**EXERCISE REQUIREMENTS**: Pick out every line below that contains the word "Query", matching case exactly.

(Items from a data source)
__________________________________________________

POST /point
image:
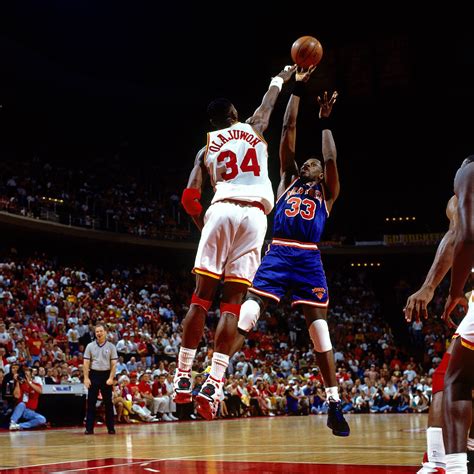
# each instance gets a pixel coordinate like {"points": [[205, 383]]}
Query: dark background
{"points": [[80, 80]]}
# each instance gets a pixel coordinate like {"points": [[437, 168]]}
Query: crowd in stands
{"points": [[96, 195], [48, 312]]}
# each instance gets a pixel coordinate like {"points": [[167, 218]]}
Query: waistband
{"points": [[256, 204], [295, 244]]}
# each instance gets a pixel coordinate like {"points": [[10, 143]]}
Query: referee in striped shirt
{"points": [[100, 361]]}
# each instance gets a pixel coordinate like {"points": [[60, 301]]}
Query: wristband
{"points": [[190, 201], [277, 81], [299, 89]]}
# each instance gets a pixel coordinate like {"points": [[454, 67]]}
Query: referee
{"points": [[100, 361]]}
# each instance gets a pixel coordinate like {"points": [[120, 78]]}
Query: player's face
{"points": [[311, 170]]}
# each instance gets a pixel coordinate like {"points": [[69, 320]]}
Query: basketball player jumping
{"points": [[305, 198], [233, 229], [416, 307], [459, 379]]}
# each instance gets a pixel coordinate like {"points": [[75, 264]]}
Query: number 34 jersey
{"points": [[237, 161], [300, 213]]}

__________________________________________________

**EXERCISE OUTPUT**:
Query: dark background
Query: crowd in stands
Query: waistband
Query: referee in striped shirt
Query: wristband
Query: referee
Query: player's face
Query: basketball player jumping
Query: number 34 jersey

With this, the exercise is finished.